> Passage to read:

◇ ◇ ◇ ◇ ◇

The 20th Century at a glance
by Quim Larrea
In the mid-19th Century, human technical development and the intellectual capacity to understand the world opened the gates to one of the most important revolutions that humanity had undergone since the appearance of agriculture: the Industrial Revolution.
This new production system allowed the manufacture of industrial goods using artificial means, machines, and devices. The manufacturing process and working class appeared and science became part of industry.
In the late 19th Century, William Morris, perhaps influenced by British Empire tradition, pointed out how dehumanised the new way of work was. It was lacking the very important factor of human warmth. In fact, a great abyss now yawned between the object and the framework necessary for producing it. Industrial systems had started reproducing craftsmanship.
Once into the 20th Century, John Ford developed the production line, which consolidated the system of industrial production and laid the foundations for its future. But just one look at the famous Ford Model T , with its display of fake goldsmithery and hand-printed textile patterns, shows that vehicles still resembled horse-drawn carriages.
Around the 1920s, the first concepts of industrial design began to appear. From the very first moment there were two radically opposed ways of dealing with the challenge of solving problems associated with creating products for mass production- the American and the European. While the Old World based its ideas on the conceptual, with the incomparable contribution of Bauhaus, the New World stepped on to the path of marketing.
In 1927 Walter Dorwin Teague designed the Eastman Kodak camera and the following year the B-32 chair- a typical Bauhaus product, designed by Marcel Breuer and produced by Thonet- went into production. Both products are paradigmatic. The former took photography into the American family and meant the birth of the Kodak empire, and the latter, which went out of production before the Second World War and was only reissued in the mid-'seventies, is today one of the best-known and most-copied chairs in the world; a supranational milestone.

◇ ◇ ◇ ◇ ◇

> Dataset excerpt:
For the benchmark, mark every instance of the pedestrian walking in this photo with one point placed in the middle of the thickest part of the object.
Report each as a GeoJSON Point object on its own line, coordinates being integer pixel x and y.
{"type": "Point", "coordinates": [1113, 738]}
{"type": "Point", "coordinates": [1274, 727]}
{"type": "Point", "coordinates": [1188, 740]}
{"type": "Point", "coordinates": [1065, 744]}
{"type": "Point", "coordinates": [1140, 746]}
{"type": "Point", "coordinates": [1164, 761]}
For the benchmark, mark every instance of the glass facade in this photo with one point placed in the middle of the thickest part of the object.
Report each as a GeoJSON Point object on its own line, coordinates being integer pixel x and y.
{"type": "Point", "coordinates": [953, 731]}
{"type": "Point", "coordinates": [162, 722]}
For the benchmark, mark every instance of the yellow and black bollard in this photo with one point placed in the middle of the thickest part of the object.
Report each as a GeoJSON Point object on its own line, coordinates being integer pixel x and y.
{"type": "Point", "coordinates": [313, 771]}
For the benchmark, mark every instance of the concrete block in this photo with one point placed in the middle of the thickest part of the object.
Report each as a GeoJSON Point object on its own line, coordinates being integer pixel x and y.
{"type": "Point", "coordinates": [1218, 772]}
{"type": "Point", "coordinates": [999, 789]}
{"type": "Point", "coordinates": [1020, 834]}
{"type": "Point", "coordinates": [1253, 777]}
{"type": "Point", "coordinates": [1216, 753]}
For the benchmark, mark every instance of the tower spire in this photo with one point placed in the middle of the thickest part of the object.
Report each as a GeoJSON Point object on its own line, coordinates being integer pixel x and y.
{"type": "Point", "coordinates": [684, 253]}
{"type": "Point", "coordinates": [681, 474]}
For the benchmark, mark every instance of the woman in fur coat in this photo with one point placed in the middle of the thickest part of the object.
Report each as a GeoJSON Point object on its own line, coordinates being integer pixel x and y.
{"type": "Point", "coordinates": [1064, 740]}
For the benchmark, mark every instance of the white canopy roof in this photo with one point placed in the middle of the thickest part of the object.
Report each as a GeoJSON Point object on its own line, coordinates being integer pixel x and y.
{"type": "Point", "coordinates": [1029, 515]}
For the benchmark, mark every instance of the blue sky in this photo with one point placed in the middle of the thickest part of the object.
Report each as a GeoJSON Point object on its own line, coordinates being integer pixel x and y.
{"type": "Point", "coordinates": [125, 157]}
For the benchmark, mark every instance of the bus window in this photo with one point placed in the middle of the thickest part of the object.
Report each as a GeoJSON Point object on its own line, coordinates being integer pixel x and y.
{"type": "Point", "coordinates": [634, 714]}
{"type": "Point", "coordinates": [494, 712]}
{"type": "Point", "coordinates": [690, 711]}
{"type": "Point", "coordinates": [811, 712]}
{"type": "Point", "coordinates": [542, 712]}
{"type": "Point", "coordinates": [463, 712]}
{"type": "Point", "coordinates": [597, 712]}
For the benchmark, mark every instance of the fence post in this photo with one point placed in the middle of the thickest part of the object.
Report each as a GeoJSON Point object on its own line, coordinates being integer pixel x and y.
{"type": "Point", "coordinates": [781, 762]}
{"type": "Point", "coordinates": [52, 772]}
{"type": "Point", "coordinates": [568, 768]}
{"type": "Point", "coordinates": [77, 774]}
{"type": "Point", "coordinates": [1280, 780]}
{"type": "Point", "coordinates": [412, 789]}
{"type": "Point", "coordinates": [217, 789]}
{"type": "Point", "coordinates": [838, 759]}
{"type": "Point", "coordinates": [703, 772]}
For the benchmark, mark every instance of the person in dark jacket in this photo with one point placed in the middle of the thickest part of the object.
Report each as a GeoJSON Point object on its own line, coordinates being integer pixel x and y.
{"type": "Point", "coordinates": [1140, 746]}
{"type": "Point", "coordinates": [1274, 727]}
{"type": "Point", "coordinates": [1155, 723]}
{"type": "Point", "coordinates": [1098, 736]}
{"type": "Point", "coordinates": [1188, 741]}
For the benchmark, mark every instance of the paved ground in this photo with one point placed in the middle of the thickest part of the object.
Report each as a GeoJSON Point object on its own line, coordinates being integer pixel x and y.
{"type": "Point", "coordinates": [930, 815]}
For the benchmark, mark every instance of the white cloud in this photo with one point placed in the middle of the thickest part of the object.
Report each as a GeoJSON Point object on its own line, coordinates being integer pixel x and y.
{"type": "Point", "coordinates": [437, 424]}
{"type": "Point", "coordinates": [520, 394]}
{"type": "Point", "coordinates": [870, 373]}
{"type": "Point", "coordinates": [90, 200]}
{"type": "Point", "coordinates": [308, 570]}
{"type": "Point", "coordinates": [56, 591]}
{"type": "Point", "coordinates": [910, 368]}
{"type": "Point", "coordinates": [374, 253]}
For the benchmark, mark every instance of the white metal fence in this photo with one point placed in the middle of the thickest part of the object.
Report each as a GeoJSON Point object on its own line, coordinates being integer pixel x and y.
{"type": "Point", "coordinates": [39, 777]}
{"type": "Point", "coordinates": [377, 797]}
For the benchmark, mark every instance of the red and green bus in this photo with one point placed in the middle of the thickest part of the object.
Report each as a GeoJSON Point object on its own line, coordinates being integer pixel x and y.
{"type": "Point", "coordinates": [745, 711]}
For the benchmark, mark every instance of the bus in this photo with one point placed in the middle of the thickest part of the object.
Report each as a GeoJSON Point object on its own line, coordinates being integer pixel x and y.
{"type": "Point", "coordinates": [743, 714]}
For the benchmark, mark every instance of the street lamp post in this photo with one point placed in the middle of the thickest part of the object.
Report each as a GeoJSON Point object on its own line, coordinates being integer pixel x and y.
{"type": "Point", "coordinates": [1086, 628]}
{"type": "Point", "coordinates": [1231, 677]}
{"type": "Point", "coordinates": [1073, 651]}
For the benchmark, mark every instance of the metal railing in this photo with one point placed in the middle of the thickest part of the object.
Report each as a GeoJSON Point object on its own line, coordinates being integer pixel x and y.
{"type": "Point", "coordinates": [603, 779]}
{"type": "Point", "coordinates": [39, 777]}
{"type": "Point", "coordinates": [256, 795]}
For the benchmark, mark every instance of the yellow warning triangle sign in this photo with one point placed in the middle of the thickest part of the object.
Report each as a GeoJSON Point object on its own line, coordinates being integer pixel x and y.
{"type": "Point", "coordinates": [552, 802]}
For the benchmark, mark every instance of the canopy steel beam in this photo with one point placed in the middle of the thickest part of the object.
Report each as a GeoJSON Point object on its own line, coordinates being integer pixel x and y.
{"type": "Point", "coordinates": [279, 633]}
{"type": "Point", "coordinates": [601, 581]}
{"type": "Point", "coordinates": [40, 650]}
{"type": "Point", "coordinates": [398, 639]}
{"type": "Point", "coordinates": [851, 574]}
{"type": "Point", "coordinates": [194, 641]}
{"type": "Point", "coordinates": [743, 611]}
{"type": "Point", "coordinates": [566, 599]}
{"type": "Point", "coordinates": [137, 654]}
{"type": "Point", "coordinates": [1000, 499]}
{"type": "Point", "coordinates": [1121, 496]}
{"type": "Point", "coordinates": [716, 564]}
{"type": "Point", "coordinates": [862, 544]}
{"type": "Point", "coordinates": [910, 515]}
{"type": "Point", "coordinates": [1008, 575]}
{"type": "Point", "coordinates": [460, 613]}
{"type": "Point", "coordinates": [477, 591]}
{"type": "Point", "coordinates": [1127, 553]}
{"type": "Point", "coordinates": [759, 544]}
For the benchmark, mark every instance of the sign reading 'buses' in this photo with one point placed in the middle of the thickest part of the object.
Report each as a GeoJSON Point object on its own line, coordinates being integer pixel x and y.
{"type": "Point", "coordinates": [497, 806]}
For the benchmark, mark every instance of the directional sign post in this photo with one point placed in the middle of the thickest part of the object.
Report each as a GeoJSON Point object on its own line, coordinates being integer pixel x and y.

◇ ◇ ◇ ◇ ◇

> Exercise requirements:
**a.** In the essay on 20th-century design, who designed the B-32 chair?
**b.** Pick out every line of the listing that contains the word "canopy", matching case exactly.
The essay and the listing come from separate, unrelated sources.

> Answers in order:
**a.** Marcel Breuer

**b.**
For the benchmark, mark every instance of the white canopy roof in this photo with one point placed in the middle of the thickest part of the object.
For the benchmark, mark every instance of the canopy steel beam in this photo with one point placed in the middle of the thickest part of the object.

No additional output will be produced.